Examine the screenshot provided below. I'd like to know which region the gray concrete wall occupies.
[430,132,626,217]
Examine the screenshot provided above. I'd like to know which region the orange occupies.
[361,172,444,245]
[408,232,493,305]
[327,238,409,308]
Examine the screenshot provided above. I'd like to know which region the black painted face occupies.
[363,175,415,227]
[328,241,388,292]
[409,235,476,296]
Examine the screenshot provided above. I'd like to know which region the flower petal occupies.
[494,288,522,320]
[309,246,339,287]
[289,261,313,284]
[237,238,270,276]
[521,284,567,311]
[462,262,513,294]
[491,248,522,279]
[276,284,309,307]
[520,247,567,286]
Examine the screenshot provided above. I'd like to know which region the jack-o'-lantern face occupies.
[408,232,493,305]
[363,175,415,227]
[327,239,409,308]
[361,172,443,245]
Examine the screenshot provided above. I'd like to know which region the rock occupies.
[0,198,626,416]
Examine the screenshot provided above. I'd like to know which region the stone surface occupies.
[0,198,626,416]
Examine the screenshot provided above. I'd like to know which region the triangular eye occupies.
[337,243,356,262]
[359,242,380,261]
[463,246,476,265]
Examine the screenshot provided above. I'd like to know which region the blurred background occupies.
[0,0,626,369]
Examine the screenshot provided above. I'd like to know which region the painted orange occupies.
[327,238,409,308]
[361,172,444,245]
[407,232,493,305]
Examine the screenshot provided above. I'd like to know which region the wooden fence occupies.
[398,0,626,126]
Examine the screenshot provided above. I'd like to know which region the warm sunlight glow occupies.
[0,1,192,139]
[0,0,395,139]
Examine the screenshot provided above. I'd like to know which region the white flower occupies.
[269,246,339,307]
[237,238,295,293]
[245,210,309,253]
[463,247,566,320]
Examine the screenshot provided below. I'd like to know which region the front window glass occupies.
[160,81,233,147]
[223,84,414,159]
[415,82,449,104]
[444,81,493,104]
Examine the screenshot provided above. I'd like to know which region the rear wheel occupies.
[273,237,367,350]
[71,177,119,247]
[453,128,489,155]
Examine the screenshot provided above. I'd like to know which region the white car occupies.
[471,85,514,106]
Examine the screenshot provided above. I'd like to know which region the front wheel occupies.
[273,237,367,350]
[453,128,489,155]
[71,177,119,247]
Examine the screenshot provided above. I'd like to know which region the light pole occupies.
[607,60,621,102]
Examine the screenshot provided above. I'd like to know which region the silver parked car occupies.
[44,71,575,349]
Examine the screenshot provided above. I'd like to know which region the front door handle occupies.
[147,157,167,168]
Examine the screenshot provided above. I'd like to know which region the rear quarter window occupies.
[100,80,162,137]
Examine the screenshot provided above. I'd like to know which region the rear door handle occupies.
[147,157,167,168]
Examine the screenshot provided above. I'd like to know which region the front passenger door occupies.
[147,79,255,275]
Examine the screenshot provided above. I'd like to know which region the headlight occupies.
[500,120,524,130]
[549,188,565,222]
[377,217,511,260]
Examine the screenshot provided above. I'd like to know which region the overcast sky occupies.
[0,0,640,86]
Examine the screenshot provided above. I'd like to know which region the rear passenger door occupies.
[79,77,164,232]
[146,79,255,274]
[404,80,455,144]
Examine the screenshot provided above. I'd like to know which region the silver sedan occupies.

....

[Stated task]
Can you render all of the items above as a JSON list of strings, with one string per line and no blank lines?

[Complete response]
[
  "Examine the screenshot provided below. I'd like to know which region the gray concrete wall occupies.",
  "[430,132,626,217]",
  "Examine the screenshot provided above. I'd like to know which region the orange occupies.",
  "[361,172,444,245]",
  "[408,232,493,305]",
  "[327,238,409,308]",
  "Examine the screenshot provided above. I'd like to know which region the black painted face occupies.",
  "[363,175,415,227]",
  "[328,241,388,292]",
  "[409,235,476,296]",
  "Examine the screenshot provided above. I'd like to know which region the flower petal occupies.",
  "[494,288,522,320]",
  "[309,246,339,287]",
  "[289,261,313,284]",
  "[237,238,270,276]",
  "[521,284,567,311]",
  "[462,262,513,294]",
  "[491,248,522,279]",
  "[276,284,309,307]",
  "[520,247,567,286]",
  "Examine the screenshot provided above. I'd like to know which region the jack-o'-lantern face occupies.",
  "[408,232,493,305]",
  "[363,175,415,227]",
  "[327,239,409,308]",
  "[361,172,443,245]",
  "Examine the screenshot provided above. I'd like to know which region the rock occupies.",
  "[0,198,626,416]",
  "Examine the screenshot provided above. I'd like to know which region the stone surface occupies.",
  "[0,198,626,416]",
  "Examine the screenshot provided above. I'd like to know which region the triangular eye occupies.",
  "[337,243,356,262]",
  "[359,242,380,261]",
  "[463,246,476,265]",
  "Examine the screenshot provided above. I'd like to know which region the blurred background occupies.",
  "[0,0,626,369]",
  "Examine the screenshot provided above. I'd like to know which region the painted orange occupies.",
  "[327,238,409,308]",
  "[361,172,444,245]",
  "[407,232,493,305]",
  "Examine the screenshot provided above. I'd like to know which region the wooden fence occupies.",
  "[398,0,626,126]",
  "Examine the screenshot provided above. I'd like to know which region the warm sunlight glow occupies.",
  "[0,1,192,139]",
  "[0,0,395,139]",
  "Examine the screenshot provided above. I'd like to know which region the white flower occupies.",
  "[269,246,339,307]",
  "[237,238,295,293]",
  "[245,210,309,253]",
  "[463,247,566,320]",
  "Examine the screenshot provided below. I'd like to know which region the front window glass occupies.",
  "[160,81,233,147]",
  "[223,84,414,159]",
  "[415,82,449,104]",
  "[444,81,493,104]",
  "Examine the screenshot provided above. I'd like to know which region the rear wheel occupies.",
  "[273,237,367,350]",
  "[71,177,119,247]",
  "[453,128,489,155]",
  "Examine the screenshot provided above. I'd like to know which region the white car occupies.",
  "[471,85,514,106]",
  "Examine the screenshot provided above. I'd like to know which region the front wheel occupies.",
  "[273,237,367,350]",
  "[453,128,489,155]",
  "[71,177,119,247]",
  "Examine the screenshot provided above. I'd like to know which region the light pole occupies.",
  "[607,60,621,102]",
  "Examine the screenshot provided above. I'd like to know which region the silver parked car occupies.",
  "[44,71,575,349]",
  "Examine the screenshot provided above. I'd like to know which region the front door handle occupies.",
  "[147,157,167,168]",
  "Examine the screenshot provided above. I'd like to know which region the rear quarter window occupies.",
  "[100,80,162,137]",
  "Examine the screenshot provided above. I'd like to know which region the rear door handle occupies.",
  "[147,157,167,168]",
  "Examine the screenshot provided above. I'd like to know which region the front passenger door occupies.",
  "[147,79,255,275]",
  "Examine the screenshot provided above. I'd like to know which region the headlight occupies.",
  "[500,120,524,130]",
  "[549,188,565,222]",
  "[377,217,511,260]",
  "Examine the screenshot provided above. I'd like to know which region the overcast sky occupies.",
  "[0,0,640,86]",
  "Examine the screenshot provided above. I'd like to know which region the rear passenger door occupies.",
  "[79,77,164,232]",
  "[146,79,255,274]",
  "[404,80,455,144]",
  "Examine the screenshot provided above. I'd like to know which region the silver sedan occupies."
]